Once the records below have been read, copy them all out exactly.

————

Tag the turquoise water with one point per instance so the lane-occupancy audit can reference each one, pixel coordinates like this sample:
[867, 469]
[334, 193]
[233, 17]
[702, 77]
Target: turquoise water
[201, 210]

————

TASK RESPONSE:
Tag the turquoise water with one point per instance so the lane-occupancy audit can reference each one, pixel coordinates like this sample:
[867, 469]
[334, 193]
[233, 17]
[702, 77]
Target: turquoise water
[201, 210]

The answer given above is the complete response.